#### Selected text
▬▬▬▬▬▬
2010-05-17 08:56:13 UTC

Permalink

Holger, could you provide a sample file 5-10 seconds long? I would like to
try something with it.

h***@40th.com

2010-04-23 13:05:01 UTC

Permalink

Since this precision is an uncommon requirement and saving bits instead
is, there is no such field (at least in MP1/MP2/MP3, I haven't checked
whether they added it in AAC or AC-3, but I doubt it -- WMA seems to not

MP3 gets it from the xing-type header, both lead and
tail padding, and fhg does too (fhg lead padding only,
but you can work that out to get the tail). iTunes has
its own crafted gapless header data for MP3 and AAC (as
of ver. 7). AC3 as a file, no, but you could do your
own, I suppose (but who listens to AC3 as a file?).
AC3 as a stream would take on whatever the source is.
One can always go out of the way to mess that up.
Ogg/V (it's lossy) is gapless without any extra info.
▬▬▬▬▬▬
#### Task input
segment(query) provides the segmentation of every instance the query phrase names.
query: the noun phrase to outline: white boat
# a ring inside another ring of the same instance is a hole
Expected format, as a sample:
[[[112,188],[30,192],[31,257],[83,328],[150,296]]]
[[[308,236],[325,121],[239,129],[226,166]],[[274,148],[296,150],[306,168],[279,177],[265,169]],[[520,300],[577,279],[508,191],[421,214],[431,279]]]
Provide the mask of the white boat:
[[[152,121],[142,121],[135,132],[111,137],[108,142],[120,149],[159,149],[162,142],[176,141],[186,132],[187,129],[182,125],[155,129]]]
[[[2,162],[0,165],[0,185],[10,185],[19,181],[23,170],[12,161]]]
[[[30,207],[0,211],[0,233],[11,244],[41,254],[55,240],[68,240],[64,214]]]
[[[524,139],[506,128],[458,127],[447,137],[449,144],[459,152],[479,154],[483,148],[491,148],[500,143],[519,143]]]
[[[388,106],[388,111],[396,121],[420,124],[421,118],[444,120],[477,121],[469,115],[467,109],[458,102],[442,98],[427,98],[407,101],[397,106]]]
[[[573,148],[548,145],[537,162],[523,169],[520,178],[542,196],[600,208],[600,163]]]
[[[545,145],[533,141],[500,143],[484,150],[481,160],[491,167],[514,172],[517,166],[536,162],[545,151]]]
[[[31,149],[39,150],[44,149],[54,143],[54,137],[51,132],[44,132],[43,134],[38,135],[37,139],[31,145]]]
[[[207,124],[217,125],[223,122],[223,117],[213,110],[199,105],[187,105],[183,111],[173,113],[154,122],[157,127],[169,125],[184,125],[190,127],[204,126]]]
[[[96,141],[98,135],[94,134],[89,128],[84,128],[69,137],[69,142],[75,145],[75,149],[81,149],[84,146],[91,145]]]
▬▬▬▬▬▬
#### Work to complete
1/ Reproduce all of the records line for line, without changing anything.
2/ Carry on the forum thread about gapless audio padding from its last line.
The records have nothing to do with the gapless audio thread.

#### The results
1/
segment(query) provides the segmentation of every instance the query phrase names.
query: the noun phrase to outline: white boat
# a ring inside another ring of the same instance is a hole
Expected format, as a sample:
[[[112,188],[30,192],[31,257],[83,328],[150,296]]]
[[[308,236],[325,121],[239,129],[226,166]],[[274,148],[296,150],[306,168],[279,177],[265,169]],[[520,300],[577,279],[508,191],[421,214],[431,279]]]
Provide the mask of the white boat:
[[[152,121],[142,121],[135,132],[111,137],[108,142],[120,149],[159,149],[162,142],[176,141],[186,132],[187,129],[182,125],[155,129]]]
[[[2,162],[0,165],[0,185],[10,185],[19,181],[23,170],[12,161]]]
[[[30,207],[0,211],[0,233],[11,244],[41,254],[55,240],[68,240],[64,214]]]
[[[524,139],[506,128],[458,127],[447,137],[449,144],[459,152],[479,154],[483,148],[491,148],[500,143],[519,143]]]
[[[388,106],[388,111],[396,121],[420,124],[421,118],[444,120],[477,121],[469,115],[467,109],[458,102],[442,98],[427,98],[407,101],[397,106]]]
[[[573,148],[548,145],[537,162],[523,169],[520,178],[542,196],[600,208],[600,163]]]
[[[545,145],[533,141],[500,143],[484,150],[481,160],[491,167],[514,172],[517,166],[536,162],[545,151]]]
[[[31,149],[39,150],[44,149],[54,143],[54,137],[51,132],[44,132],[43,134],[38,135],[37,139],[31,145]]]
[[[207,124],[217,125],[223,122],[223,117],[213,110],[199,105],[187,105],[183,111],[173,113],[154,122],[157,127],[169,125],[184,125],[190,127],[204,126]]]
[[[96,141],[98,135],[94,134],[89,128],[84,128],[69,137],[69,142],[75,145],[75,149],[81,149],[84,146],[91,145]]]

2/
No one has tried to get gapless from WMA (except WMA
lossless). Lossless is of course gapless (no extra
data, front or back).

As to this "saving bits" thing as a reason for not
having gapless info, that's ... funny. It only takes
a few dozen bytes of info. What's a a few dozen bytes
in a 10 MB file so you can completely avoid gaps between
album tracks? As for a practical example of this, you
need only peek into the .sig below. Perfectly gapless
for nearly a decade.... but you need the source (.mp3, .m4a,
etc.) to include the gapless info (or be gapless from the
start) to get that, and you need the software to take
advantage of it. You don't just get gapless. You have
to do gapless.

--
40th Floor - Software @ http://40th.com/
PhantasmX3 - The finest sound in the world
CastleKeeper - network camera surveillance/recorder, NVR

Alessandro Angeli

2010-04-23 17:22:49 UTC

Permalink

This post might be inappropriate. Click to display it.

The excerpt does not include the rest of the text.